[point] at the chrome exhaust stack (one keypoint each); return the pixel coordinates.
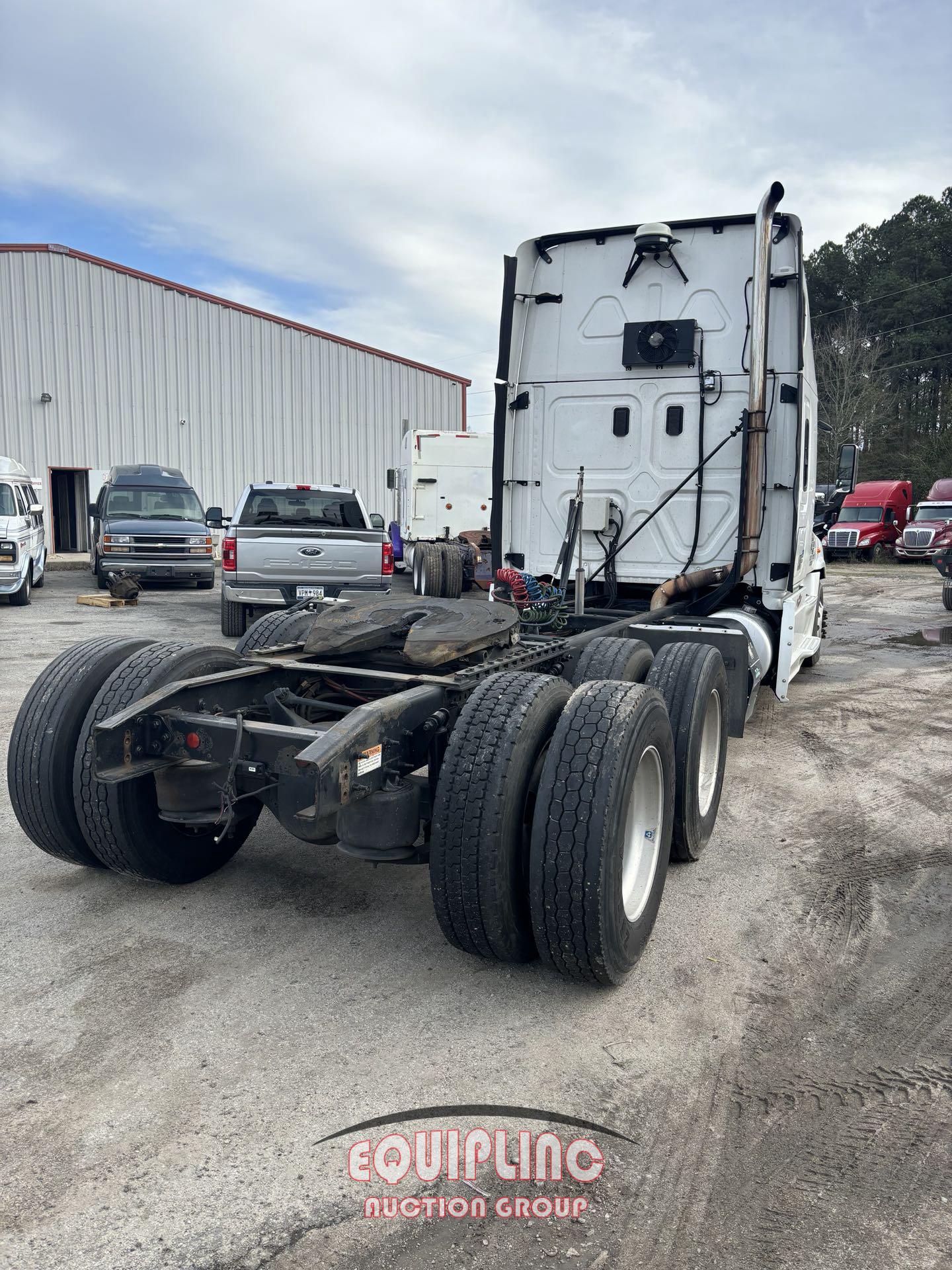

==

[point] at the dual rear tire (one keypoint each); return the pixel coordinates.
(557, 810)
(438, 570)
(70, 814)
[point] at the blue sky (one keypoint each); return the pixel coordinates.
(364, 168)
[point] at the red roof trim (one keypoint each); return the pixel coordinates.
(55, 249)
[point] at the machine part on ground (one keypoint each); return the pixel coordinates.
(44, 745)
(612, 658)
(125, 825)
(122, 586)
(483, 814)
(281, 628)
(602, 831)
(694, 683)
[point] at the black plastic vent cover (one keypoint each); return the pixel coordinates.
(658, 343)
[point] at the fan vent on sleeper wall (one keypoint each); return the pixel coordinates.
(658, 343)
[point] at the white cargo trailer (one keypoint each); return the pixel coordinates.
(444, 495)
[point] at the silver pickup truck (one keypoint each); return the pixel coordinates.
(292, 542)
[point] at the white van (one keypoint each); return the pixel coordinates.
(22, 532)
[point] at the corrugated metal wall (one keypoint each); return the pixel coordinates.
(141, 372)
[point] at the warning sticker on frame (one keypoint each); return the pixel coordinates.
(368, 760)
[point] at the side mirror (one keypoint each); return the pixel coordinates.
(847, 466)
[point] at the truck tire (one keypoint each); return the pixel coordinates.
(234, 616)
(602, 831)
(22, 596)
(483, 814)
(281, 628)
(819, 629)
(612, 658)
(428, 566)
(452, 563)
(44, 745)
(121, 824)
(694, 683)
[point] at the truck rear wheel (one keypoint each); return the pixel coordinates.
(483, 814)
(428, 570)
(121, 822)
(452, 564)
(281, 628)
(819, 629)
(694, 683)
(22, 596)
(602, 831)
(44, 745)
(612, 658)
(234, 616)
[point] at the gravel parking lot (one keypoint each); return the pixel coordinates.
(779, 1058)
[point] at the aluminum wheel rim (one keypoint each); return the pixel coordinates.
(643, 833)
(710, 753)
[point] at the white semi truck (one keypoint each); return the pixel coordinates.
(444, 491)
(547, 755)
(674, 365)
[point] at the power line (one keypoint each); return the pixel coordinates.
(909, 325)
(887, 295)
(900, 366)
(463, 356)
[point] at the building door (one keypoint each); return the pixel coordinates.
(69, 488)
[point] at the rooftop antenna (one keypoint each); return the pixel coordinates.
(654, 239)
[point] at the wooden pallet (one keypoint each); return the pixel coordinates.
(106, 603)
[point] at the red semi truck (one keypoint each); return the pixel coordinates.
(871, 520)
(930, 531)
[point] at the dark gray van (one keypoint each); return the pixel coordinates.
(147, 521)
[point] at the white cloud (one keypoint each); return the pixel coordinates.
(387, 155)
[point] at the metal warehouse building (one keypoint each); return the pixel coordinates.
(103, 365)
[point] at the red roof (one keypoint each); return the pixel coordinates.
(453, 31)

...

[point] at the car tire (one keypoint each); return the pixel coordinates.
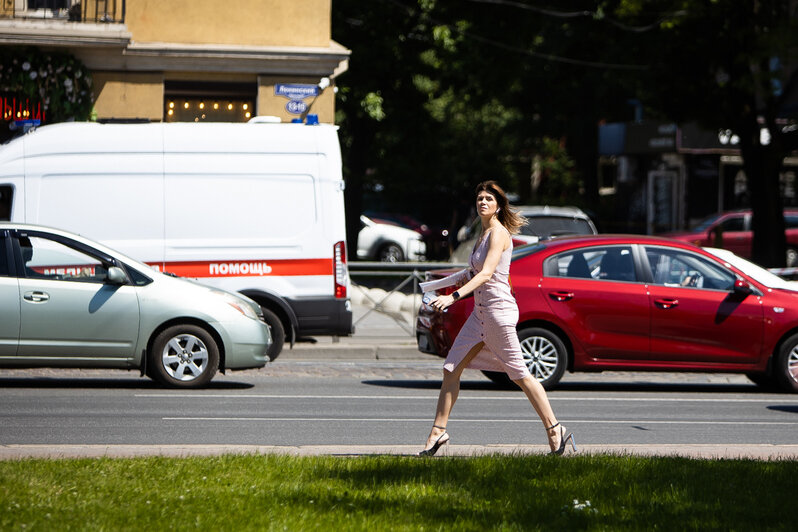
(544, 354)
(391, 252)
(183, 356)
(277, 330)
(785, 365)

> [INSTRUCTIONS FOR THE TASK] Print the lines of the listing word for word, from the line containing "[point] at the red roof trim" through the line containing "(779, 1058)", with both of those lines included.

> [THE RESPONSE]
[point] at the red roof trim (one keypoint each); return the pixel coordinates.
(55, 249)
[point] at the machine part on ground (one keypoint each); return the pixel coordinates.
(44, 745)
(612, 658)
(125, 825)
(122, 586)
(483, 814)
(281, 628)
(602, 831)
(694, 683)
[point] at the black plastic vent cover (one keypoint each); return the pixel coordinates.
(658, 343)
[point] at the fan vent on sleeper wall (one keypoint each); return the pixel coordinates.
(658, 343)
[point] at the white cargo trailer (one keypoint each); return the pixel coordinates.
(444, 495)
[point] at the silver pickup truck (one keypoint each); return the pixel coordinates.
(292, 542)
[point] at the white van (one keypoint each); return the pixel coordinates.
(22, 532)
[point] at the corrugated metal wall (one keypoint each); return the pixel coordinates.
(141, 372)
[point] at the warning sticker on frame (one keypoint each); return the pixel coordinates.
(368, 760)
[point] at the side mirror (one keypoint each); return the pixel coordinates.
(847, 466)
[point] at the truck tire (one keypoint each); return the pixel coordinates.
(234, 616)
(602, 831)
(22, 596)
(483, 814)
(281, 628)
(819, 629)
(612, 658)
(428, 566)
(452, 563)
(44, 745)
(121, 824)
(694, 683)
[point] at the truck rear wheel (one keypoint each); return the pixel coordinates.
(483, 814)
(428, 570)
(121, 822)
(452, 564)
(281, 628)
(819, 629)
(694, 683)
(22, 596)
(602, 831)
(44, 745)
(612, 658)
(234, 616)
[point] at the gravel parking lot (one keypoint each); return the pixel coordinates.
(779, 1058)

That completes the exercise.